DOCUMENT EXCERPT —
• • • •

Washington Post, Robert Battey
I’d never heard of the British-based Gould Piano Trio, which played Sunday at the Phillips Collection, although it has a fairly large discography. But this group demonstrated, phrase by phrase, what is missing when this music is played by soloists who rehearse a few times together. Pianist Benjamin Frith, violinist Lucy Gould and cellist Alice Neary have high-level professional credentials, including occasional solo engagements with orchestras. But what they produce, after playing for 20 years together, is simply extraordinary.
“The only comparison that comes to mind is the old Beaux Arts Trio; the combination of jeweler-like precision and a musical fire that ignites from the first bar.”
The two string players sport superb bow-arms that make the tiniest distinctions in articulation, in perfect tandem and always with clear musical purpose. Frith… supports or drives the rhetoric with understated virtuosity and startling clarity.

• • • •

PROVIDED INFORMATION —
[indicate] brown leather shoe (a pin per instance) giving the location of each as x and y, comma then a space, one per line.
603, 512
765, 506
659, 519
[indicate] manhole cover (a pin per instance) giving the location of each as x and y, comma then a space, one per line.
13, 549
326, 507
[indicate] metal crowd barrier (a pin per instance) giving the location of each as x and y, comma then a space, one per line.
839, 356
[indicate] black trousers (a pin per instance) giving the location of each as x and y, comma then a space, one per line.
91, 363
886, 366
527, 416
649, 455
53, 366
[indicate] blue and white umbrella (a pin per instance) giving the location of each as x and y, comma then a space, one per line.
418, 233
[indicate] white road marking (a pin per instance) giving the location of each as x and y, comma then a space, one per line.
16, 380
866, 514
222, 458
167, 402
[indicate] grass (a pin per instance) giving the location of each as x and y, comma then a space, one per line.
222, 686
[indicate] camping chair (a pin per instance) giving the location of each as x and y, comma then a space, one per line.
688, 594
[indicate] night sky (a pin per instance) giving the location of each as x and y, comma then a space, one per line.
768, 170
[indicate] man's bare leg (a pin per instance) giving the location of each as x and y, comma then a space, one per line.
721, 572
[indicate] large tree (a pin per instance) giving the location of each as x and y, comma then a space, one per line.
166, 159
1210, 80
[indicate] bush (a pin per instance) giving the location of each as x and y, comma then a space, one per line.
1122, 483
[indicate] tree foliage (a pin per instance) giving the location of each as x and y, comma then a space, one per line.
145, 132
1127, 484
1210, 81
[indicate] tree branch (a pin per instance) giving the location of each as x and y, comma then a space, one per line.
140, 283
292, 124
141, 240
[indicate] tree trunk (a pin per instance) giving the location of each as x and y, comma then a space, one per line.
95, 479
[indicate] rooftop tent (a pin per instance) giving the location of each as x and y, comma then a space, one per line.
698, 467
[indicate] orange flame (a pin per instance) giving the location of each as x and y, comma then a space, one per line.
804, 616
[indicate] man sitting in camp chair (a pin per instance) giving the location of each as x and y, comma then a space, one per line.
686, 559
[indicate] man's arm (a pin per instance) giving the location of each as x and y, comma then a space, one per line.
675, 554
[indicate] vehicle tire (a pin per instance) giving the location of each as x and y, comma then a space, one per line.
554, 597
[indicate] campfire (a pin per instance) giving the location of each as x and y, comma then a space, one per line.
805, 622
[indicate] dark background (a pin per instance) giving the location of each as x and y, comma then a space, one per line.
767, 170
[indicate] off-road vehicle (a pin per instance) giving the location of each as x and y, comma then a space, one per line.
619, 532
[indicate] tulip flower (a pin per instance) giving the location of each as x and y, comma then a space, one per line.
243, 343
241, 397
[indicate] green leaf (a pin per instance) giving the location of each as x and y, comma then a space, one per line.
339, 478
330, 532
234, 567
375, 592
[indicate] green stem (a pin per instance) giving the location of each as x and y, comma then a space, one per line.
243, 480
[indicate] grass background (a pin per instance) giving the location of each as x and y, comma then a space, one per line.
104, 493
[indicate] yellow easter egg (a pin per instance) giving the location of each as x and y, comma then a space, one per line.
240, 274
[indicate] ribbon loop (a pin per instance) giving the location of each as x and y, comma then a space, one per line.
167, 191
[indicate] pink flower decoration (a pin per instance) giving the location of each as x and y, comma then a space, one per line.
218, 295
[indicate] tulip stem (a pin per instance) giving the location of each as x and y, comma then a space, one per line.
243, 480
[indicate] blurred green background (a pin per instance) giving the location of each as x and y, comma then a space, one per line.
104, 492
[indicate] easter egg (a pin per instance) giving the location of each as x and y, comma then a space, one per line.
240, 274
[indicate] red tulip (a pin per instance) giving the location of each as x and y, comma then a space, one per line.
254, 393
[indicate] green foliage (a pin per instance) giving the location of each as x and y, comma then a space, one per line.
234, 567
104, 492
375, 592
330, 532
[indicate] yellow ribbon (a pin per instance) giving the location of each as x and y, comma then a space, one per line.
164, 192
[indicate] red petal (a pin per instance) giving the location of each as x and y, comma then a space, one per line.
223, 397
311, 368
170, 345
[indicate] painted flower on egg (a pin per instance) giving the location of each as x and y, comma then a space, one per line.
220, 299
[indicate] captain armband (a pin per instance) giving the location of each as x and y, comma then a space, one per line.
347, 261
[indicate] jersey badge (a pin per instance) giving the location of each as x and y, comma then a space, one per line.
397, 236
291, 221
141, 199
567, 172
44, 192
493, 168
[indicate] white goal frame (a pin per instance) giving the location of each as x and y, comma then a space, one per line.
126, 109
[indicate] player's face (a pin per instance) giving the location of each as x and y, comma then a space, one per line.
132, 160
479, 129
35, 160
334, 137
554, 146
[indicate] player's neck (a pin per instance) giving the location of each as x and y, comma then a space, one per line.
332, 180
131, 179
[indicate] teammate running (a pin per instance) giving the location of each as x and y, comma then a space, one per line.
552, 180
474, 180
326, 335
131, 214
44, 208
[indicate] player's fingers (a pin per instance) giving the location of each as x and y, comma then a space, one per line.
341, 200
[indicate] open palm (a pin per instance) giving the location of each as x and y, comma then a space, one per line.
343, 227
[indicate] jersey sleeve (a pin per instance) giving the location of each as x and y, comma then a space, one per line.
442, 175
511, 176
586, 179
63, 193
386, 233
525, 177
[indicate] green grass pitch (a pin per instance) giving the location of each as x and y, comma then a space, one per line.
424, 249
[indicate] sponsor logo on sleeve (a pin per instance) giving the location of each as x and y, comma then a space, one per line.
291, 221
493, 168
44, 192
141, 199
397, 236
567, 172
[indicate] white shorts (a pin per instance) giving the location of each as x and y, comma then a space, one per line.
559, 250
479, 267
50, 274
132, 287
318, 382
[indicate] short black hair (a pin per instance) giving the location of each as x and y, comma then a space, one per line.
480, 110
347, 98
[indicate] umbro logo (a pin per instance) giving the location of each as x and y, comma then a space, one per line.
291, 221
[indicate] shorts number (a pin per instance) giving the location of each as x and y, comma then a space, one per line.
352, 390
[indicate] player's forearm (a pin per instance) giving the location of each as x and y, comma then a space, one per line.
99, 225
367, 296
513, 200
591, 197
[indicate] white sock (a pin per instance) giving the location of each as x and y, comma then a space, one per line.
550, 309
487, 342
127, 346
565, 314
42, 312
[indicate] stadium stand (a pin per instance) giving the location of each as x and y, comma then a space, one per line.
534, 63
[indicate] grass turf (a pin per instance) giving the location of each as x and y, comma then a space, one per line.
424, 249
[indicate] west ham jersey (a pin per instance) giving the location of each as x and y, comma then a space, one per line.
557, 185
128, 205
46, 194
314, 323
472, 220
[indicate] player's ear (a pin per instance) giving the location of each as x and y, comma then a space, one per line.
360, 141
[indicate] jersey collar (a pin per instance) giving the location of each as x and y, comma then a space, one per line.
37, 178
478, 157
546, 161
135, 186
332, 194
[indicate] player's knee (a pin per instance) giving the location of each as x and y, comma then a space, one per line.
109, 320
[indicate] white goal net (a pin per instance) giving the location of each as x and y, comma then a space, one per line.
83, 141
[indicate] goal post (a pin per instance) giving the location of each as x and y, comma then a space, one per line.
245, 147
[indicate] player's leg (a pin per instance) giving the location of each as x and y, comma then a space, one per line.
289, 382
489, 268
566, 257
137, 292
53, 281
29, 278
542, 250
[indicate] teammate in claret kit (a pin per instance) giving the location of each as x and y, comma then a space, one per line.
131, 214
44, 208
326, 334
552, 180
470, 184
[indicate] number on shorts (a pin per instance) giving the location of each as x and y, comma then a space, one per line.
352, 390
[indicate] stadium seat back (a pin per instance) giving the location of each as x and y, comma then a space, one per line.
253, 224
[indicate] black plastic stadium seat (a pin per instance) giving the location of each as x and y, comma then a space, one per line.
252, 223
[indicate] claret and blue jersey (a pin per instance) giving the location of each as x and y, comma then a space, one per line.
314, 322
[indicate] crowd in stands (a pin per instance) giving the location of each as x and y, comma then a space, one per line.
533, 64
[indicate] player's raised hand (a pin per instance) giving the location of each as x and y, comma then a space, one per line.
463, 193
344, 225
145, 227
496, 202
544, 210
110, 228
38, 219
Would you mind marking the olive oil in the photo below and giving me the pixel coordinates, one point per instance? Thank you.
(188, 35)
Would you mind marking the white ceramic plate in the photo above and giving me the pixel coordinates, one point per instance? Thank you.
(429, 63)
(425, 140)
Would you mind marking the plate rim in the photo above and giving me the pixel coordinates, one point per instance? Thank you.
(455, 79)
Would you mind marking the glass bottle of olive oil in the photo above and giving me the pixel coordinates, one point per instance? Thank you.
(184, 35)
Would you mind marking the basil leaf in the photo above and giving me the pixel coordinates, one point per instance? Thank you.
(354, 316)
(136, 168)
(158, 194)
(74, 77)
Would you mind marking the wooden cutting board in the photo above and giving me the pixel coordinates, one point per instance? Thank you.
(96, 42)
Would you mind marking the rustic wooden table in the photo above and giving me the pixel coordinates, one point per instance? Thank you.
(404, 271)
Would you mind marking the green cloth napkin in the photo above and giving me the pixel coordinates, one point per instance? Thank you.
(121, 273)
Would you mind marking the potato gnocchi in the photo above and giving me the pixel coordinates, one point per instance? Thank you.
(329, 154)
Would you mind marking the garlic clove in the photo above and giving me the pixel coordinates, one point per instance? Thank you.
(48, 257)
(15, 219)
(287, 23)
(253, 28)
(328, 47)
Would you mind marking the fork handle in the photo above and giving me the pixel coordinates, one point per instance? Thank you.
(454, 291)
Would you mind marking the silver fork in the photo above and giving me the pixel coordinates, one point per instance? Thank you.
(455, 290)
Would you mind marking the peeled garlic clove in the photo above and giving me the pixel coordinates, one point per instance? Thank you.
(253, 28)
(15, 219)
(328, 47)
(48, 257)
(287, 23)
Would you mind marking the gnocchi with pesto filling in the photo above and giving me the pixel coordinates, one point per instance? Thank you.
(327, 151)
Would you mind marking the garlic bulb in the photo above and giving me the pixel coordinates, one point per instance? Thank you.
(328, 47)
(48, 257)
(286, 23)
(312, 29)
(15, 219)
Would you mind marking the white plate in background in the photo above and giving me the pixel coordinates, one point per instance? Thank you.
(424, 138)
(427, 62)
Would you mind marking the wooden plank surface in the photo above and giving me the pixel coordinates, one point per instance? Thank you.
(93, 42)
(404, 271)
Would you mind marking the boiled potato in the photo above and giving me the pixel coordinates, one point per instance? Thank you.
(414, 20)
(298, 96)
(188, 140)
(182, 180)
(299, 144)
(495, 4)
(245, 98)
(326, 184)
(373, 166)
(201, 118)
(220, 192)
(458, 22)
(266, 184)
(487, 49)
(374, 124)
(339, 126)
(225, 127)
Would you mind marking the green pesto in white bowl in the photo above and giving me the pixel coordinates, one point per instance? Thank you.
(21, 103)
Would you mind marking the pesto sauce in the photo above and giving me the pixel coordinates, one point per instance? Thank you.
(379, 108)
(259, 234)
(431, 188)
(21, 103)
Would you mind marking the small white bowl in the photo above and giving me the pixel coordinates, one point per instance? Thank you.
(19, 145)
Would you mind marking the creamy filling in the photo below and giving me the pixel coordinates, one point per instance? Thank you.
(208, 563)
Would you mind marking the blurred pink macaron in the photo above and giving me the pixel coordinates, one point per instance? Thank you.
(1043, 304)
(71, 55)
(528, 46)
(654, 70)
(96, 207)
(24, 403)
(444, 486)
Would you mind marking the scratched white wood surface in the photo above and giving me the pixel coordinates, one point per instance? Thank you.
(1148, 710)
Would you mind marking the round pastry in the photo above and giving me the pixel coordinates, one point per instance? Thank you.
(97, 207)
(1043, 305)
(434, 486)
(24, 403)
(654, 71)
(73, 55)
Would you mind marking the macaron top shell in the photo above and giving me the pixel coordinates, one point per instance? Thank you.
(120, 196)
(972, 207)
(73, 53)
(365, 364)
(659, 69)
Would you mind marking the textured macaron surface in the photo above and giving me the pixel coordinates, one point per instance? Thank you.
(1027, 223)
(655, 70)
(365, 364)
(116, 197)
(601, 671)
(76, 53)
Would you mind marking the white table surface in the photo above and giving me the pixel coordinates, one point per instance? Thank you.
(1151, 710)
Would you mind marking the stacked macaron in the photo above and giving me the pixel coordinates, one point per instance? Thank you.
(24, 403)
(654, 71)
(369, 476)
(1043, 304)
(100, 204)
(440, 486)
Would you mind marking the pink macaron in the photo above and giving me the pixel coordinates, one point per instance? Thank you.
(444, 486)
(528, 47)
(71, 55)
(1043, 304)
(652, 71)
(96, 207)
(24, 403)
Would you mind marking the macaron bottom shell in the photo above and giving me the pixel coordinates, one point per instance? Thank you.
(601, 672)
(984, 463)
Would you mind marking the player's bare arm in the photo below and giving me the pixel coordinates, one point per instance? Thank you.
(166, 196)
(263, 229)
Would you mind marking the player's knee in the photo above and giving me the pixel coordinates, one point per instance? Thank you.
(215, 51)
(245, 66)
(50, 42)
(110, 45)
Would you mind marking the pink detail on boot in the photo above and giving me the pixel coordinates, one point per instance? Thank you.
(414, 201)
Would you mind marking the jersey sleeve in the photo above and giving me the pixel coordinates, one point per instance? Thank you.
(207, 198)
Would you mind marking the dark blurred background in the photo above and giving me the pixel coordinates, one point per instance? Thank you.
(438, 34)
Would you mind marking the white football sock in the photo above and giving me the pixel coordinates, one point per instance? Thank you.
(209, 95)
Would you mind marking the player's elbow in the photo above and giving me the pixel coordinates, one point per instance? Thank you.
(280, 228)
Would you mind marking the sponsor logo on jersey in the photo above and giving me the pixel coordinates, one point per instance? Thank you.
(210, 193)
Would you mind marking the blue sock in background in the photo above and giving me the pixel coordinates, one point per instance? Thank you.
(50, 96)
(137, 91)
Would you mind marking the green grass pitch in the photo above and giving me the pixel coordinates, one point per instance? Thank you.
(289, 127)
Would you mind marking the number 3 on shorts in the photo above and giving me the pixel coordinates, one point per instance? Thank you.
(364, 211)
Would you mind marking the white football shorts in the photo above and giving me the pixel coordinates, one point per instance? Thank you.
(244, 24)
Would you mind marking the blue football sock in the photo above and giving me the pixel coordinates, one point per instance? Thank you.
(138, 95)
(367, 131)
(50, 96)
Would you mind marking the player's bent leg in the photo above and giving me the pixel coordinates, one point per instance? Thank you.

• • • •

WHAT TO DO —
• A. Do the following statements agree with the concert review of the Gould Piano Trio? Answer yes or no for each and quote the deciding words of the review. (i) The reviewer had long been familiar with the trio before this concert. (ii) The three musicians have been playing together for 20 years. (iii) The concert took place on a Saturday.
• B. Extend the concert review of the Gould Piano Trio, starting right after its final sentence.

RESPONSES TO THE EXERCISE —
• A.
(i) No: "I’d never heard of the British-based Gould Piano Trio"
(ii) Yes: "after playing for 20 years together"
(iii) No: "which played Sunday at the Phillips Collection"

• B.
“Though three musical personalities come through, the melding of the minds (and fingers) is on a plane one rarely hears today.”
… Celebrity groups cannot equal the musical excitement generated by first-class players building up an interpretation through years of exacting study and performance, however memorable this or that solo passage may be. This was the most satisfying concert I’ve heard all season.
The Concert:
The Phillips Collection, Washington, D.C.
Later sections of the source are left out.